▶ [What to do]: The answer must consist of every line below that holds the word "white".

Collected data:
- - - -

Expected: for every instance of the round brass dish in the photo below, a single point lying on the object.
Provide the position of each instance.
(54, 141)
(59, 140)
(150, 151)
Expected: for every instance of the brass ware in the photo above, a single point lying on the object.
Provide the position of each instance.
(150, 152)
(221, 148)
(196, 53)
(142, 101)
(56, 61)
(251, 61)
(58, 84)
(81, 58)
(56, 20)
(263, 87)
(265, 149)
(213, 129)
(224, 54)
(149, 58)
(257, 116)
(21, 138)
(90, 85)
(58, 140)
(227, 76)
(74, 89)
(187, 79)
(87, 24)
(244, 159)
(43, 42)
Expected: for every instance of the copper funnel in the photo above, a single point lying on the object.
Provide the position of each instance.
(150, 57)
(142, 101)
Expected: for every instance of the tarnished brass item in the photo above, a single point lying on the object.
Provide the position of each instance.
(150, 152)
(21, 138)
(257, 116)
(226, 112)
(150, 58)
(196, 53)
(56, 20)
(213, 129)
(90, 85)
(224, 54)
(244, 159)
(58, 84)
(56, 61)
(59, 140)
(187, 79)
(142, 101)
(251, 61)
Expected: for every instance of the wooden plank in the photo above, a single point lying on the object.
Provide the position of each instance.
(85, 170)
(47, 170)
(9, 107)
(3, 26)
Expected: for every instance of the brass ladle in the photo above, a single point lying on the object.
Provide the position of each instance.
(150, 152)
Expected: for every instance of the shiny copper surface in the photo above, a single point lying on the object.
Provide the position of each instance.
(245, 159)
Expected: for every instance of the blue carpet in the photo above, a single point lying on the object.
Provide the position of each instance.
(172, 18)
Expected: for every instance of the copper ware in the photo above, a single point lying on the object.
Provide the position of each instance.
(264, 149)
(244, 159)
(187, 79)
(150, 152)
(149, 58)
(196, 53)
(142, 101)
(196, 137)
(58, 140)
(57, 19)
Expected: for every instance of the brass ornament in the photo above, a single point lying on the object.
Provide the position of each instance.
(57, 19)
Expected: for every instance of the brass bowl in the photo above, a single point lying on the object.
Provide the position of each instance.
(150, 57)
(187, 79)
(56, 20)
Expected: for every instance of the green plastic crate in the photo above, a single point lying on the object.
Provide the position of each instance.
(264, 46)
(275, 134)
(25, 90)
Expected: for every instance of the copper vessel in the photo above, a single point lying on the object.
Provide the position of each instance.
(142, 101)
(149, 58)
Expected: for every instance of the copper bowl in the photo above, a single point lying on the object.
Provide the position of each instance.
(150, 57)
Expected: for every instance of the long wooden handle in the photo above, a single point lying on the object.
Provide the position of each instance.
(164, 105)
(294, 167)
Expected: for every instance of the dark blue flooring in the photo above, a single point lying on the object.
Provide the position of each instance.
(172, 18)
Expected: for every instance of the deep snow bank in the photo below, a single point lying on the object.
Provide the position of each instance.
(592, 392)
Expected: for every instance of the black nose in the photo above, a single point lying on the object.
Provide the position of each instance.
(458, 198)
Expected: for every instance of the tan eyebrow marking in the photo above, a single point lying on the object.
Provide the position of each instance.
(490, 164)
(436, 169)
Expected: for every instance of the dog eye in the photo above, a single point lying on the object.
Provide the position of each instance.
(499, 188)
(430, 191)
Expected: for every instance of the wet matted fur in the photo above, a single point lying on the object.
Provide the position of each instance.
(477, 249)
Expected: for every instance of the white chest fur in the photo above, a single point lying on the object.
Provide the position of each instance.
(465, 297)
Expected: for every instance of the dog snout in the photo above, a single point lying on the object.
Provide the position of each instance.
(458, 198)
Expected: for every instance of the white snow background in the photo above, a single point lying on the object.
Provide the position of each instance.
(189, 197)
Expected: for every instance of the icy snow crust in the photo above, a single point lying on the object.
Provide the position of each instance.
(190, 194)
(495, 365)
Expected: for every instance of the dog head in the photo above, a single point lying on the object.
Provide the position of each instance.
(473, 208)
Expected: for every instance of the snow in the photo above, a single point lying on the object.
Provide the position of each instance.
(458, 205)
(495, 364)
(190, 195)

- - - -

▶ [Exercise output]:
Expected: for every instance of the white chest fur in the photo above, a single point lying on the object.
Expected: for every instance of the white snow background in the photo above, a single point lying on the object.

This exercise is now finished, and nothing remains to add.